To do: Search the data for the word "short". Reproduce every line where it is found.

┌─ Task inputs

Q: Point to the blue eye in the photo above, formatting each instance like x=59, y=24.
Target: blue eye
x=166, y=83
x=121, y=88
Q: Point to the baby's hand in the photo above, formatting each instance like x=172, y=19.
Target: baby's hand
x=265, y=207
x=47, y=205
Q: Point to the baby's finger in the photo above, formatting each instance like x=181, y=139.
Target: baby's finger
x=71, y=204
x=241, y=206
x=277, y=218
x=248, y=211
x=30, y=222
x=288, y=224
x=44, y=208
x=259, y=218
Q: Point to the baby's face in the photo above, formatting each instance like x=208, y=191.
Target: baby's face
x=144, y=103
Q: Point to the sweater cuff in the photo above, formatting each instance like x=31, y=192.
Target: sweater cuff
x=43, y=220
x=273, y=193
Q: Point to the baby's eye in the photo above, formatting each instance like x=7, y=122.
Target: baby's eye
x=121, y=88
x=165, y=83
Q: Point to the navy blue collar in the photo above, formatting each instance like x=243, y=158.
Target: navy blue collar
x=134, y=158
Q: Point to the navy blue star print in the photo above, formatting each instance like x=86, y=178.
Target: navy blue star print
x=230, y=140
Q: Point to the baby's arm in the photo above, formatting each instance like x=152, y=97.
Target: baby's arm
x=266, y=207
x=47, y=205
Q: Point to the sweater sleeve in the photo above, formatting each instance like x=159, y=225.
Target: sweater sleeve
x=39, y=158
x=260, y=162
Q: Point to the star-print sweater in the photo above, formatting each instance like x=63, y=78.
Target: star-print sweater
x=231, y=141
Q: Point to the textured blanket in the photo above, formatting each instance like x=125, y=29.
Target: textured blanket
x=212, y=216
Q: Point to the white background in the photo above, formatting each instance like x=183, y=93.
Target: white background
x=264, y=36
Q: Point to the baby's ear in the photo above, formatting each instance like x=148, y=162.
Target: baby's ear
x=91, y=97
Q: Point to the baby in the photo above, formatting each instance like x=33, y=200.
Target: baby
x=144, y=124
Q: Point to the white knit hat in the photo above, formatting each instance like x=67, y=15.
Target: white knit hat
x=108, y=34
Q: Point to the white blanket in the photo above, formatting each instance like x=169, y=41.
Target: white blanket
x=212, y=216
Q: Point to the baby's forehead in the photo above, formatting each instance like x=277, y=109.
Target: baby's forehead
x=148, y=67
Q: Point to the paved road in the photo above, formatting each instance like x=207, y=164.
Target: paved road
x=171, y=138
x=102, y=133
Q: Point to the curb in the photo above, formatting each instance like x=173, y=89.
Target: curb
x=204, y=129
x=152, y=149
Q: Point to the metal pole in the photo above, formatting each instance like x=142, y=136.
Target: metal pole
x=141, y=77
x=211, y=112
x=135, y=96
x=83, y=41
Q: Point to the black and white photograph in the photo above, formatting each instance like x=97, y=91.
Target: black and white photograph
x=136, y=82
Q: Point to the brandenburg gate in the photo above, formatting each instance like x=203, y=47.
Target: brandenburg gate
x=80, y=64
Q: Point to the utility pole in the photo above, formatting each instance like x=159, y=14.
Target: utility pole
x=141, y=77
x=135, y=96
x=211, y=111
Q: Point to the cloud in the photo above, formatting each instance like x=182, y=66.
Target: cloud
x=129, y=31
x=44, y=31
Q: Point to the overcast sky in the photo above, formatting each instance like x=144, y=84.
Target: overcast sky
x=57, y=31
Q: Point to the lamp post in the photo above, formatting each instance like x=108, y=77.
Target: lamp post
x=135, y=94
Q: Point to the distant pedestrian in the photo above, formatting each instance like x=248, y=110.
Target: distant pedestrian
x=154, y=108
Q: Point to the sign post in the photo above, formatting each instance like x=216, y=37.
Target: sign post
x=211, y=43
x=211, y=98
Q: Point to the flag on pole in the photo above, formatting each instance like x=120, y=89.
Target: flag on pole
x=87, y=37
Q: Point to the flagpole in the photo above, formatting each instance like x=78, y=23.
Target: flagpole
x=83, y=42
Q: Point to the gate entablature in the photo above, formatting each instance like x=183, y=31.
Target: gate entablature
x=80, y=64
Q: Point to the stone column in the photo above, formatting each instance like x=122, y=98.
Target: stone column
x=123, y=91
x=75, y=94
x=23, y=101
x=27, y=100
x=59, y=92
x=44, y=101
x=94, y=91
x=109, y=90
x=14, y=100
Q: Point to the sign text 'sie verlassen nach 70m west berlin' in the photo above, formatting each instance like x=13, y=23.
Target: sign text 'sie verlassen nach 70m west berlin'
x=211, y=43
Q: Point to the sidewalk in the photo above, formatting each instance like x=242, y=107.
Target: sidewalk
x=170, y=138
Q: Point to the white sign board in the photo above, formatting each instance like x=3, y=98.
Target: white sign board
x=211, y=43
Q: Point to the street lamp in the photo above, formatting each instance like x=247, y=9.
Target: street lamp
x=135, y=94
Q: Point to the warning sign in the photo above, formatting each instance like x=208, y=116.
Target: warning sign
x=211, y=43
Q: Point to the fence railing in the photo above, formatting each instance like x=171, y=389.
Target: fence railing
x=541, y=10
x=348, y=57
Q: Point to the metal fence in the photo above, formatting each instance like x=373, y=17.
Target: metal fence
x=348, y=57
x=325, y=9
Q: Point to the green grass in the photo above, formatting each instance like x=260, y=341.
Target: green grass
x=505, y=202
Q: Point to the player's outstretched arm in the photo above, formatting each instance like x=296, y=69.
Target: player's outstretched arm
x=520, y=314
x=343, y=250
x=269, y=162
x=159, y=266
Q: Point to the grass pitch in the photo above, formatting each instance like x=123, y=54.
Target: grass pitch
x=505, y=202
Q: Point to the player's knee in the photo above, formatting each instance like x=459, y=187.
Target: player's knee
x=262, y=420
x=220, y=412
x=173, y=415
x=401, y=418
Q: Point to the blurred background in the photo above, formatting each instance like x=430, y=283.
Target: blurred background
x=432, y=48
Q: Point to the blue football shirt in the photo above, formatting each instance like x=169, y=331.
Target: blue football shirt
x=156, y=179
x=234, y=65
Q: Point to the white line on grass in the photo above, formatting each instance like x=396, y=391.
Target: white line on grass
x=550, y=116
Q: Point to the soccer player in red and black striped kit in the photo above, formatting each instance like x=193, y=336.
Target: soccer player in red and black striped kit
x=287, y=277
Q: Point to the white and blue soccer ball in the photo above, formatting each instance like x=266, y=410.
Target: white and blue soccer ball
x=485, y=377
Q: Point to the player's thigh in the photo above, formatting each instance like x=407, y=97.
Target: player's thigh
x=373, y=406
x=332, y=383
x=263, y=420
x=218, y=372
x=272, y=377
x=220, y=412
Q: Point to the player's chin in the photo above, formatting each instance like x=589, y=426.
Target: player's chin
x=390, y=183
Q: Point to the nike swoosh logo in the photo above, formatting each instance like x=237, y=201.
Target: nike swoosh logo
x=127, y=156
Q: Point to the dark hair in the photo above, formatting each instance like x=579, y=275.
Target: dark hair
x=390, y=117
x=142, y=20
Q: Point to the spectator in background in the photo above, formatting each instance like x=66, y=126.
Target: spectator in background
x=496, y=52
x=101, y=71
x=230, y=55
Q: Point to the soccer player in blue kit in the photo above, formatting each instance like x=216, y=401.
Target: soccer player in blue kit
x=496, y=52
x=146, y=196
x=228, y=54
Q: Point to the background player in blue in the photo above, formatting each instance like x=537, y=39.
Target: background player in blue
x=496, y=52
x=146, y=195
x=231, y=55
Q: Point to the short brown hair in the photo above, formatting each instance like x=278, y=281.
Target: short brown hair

└─

Written answer:
Q: Point to the short brown hair in the photo above, formatting each instance like x=278, y=281.
Target: short brown hair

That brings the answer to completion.